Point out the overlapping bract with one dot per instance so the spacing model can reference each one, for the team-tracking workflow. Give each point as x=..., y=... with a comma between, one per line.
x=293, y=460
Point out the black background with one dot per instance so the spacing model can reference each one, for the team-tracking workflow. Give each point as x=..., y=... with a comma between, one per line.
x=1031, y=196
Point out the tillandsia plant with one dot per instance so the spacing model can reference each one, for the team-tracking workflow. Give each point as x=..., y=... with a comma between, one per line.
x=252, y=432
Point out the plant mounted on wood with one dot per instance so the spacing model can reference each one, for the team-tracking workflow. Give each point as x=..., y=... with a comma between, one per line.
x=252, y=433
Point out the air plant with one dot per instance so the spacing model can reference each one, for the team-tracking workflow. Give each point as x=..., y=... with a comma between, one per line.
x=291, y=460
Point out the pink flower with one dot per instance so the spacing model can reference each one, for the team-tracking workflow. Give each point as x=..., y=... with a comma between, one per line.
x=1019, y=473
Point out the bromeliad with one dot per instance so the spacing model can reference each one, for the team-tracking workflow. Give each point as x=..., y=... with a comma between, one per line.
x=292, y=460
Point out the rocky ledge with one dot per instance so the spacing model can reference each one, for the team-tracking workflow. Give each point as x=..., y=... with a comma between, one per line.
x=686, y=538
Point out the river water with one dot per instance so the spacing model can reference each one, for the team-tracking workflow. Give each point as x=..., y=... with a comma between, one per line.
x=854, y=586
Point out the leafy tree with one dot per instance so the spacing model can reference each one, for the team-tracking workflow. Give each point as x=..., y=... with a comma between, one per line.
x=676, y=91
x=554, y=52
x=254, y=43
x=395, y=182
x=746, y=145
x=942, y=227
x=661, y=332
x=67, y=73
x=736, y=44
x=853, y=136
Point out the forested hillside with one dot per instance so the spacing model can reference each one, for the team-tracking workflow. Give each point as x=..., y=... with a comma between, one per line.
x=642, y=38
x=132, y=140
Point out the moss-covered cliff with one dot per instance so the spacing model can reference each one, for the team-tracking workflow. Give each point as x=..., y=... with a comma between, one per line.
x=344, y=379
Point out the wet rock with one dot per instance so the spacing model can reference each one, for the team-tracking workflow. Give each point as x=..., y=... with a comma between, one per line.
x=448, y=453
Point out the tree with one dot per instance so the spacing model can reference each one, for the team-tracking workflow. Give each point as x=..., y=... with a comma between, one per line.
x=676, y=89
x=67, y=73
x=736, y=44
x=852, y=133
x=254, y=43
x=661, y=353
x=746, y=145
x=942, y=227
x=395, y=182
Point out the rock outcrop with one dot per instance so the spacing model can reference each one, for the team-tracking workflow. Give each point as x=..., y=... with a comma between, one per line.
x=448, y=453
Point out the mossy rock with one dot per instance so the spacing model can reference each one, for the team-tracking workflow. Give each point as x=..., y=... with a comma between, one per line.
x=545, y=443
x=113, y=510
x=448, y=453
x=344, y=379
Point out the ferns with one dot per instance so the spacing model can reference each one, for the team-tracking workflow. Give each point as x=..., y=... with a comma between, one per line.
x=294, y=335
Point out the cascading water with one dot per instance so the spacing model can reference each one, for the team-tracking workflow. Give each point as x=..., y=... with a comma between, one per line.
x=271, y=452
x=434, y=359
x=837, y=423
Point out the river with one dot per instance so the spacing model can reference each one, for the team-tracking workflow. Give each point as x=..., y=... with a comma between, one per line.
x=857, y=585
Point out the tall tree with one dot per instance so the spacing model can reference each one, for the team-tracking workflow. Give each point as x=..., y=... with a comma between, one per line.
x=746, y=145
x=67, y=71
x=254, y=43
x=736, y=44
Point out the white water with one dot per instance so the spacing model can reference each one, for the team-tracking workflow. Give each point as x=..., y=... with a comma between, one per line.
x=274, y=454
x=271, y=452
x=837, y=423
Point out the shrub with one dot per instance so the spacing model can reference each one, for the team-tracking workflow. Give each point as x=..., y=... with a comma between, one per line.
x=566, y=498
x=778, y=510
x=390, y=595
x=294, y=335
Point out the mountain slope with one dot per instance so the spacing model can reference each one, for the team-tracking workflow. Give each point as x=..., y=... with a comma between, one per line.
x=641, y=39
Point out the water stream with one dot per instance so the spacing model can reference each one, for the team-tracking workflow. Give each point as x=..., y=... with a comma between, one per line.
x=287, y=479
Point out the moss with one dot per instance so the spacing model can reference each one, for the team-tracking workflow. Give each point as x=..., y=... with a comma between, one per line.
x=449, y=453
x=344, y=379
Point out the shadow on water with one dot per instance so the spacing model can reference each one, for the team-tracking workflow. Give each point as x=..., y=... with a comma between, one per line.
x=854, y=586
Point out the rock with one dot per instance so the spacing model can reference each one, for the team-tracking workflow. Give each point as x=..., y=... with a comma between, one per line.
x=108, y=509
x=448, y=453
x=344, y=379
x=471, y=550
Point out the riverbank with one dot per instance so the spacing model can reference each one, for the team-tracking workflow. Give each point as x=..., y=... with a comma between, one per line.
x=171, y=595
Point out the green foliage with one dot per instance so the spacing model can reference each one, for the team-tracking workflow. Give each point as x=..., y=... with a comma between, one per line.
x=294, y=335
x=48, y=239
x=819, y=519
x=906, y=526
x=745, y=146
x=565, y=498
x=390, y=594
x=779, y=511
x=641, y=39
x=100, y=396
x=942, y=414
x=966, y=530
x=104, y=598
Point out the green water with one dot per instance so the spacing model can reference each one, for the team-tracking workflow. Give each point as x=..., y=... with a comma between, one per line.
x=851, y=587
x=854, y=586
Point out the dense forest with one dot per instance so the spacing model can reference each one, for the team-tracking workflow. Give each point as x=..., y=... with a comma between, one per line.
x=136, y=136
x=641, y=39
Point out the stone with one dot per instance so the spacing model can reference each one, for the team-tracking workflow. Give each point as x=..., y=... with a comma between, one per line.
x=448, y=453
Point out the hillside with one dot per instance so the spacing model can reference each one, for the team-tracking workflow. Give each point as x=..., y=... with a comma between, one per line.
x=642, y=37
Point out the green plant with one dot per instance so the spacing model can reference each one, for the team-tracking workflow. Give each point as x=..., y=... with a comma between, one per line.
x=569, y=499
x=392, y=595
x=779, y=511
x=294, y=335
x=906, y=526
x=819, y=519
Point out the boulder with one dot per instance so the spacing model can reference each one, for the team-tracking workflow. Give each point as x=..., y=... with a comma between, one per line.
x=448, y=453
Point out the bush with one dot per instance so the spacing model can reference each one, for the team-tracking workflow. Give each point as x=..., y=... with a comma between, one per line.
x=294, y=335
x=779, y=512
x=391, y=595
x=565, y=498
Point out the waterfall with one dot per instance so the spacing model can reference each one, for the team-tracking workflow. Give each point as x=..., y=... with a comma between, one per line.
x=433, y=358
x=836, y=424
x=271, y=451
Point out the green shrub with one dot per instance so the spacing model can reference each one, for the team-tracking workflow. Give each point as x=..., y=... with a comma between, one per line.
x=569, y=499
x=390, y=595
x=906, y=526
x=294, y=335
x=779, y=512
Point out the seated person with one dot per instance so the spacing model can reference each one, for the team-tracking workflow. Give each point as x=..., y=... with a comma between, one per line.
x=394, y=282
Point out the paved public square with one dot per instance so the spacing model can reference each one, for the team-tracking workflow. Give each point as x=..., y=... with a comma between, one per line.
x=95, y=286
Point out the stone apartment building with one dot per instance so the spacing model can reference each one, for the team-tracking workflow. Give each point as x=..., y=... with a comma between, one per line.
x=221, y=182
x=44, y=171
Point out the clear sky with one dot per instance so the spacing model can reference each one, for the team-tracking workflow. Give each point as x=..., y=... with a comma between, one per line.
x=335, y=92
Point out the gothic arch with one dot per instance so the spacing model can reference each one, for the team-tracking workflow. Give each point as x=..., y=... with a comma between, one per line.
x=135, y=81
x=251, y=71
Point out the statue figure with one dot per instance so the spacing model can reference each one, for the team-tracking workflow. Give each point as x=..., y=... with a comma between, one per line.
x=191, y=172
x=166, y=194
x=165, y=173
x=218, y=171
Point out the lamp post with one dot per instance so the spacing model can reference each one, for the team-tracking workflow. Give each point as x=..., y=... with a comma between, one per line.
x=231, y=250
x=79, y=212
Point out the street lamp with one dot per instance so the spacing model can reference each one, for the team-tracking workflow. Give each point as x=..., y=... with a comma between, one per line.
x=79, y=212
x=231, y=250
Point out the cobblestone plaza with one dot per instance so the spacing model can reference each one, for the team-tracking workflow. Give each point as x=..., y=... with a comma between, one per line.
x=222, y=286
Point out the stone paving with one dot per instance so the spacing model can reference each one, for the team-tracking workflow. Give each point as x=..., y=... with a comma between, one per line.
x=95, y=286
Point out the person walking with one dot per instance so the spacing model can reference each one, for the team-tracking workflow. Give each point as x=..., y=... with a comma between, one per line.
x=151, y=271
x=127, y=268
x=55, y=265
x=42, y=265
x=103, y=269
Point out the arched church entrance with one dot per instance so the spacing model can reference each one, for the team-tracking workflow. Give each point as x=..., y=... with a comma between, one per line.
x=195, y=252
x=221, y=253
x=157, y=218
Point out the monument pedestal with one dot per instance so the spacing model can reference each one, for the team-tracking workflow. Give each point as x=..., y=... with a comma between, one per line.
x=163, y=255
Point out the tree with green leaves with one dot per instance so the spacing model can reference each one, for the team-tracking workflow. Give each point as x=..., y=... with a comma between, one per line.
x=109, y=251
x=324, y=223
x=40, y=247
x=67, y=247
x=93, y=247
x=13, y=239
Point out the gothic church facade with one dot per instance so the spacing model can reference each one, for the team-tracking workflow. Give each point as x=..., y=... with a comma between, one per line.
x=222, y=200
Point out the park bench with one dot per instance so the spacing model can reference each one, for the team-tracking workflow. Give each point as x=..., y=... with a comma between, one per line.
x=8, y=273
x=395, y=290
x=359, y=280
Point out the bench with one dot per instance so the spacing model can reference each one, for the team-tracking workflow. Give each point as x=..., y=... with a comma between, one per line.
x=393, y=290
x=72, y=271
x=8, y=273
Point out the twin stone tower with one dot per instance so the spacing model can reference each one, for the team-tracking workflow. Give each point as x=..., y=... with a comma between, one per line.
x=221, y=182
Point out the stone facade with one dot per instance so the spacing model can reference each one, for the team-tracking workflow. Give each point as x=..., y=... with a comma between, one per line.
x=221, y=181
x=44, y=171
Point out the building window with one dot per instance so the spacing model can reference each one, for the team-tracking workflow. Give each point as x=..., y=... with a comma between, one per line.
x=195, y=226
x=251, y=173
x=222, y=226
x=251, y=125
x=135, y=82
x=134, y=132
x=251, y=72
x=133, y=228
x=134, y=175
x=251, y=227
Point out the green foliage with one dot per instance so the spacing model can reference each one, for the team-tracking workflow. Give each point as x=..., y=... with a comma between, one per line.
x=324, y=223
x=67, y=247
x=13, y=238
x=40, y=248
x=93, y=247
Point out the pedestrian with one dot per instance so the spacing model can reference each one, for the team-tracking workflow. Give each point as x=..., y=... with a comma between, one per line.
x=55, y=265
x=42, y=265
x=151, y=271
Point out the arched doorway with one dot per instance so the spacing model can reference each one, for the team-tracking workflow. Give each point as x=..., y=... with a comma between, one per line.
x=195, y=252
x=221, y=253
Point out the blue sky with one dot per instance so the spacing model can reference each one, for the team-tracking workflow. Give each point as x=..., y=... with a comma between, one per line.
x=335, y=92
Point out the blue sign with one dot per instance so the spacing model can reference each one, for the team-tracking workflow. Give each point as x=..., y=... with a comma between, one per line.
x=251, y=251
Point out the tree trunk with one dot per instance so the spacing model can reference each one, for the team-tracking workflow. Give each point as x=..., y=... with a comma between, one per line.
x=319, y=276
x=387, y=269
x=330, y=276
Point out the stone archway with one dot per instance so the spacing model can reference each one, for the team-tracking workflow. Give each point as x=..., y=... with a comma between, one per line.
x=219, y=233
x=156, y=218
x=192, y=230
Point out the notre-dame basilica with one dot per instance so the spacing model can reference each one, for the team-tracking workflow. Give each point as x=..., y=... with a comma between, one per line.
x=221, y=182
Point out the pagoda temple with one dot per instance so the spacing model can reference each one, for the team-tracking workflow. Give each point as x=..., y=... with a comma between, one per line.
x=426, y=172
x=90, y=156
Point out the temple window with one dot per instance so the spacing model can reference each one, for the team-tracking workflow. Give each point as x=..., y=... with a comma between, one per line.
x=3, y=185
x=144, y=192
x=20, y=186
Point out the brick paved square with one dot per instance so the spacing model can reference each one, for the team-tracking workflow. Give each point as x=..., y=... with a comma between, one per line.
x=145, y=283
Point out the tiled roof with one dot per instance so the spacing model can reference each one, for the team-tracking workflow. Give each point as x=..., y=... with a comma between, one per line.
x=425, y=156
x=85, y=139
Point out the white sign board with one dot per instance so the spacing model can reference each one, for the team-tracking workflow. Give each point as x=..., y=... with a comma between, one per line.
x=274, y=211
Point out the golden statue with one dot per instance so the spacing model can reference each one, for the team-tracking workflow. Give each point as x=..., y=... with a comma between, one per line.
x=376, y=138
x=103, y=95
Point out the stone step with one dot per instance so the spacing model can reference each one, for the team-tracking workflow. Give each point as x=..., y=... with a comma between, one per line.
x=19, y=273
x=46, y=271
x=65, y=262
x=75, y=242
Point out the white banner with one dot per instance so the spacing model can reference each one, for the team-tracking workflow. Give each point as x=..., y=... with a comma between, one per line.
※ ※ ※
_What the exercise asks_
Rescale the stretch of the listing from the line containing "Point out the park" through the line containing "x=359, y=280", giving back every line with the request included and multiplying each point coordinate by 0.45, rounded to a whole number with halves going up. Leave the request and its x=..., y=... format sample unchanged.

_Finished exercise_
Point out the park bench with one dot per instance so the spacing model can reference each one, for the team-tracking workflow. Give each point as x=..., y=... with a comma between, one per line.
x=4, y=123
x=178, y=131
x=162, y=126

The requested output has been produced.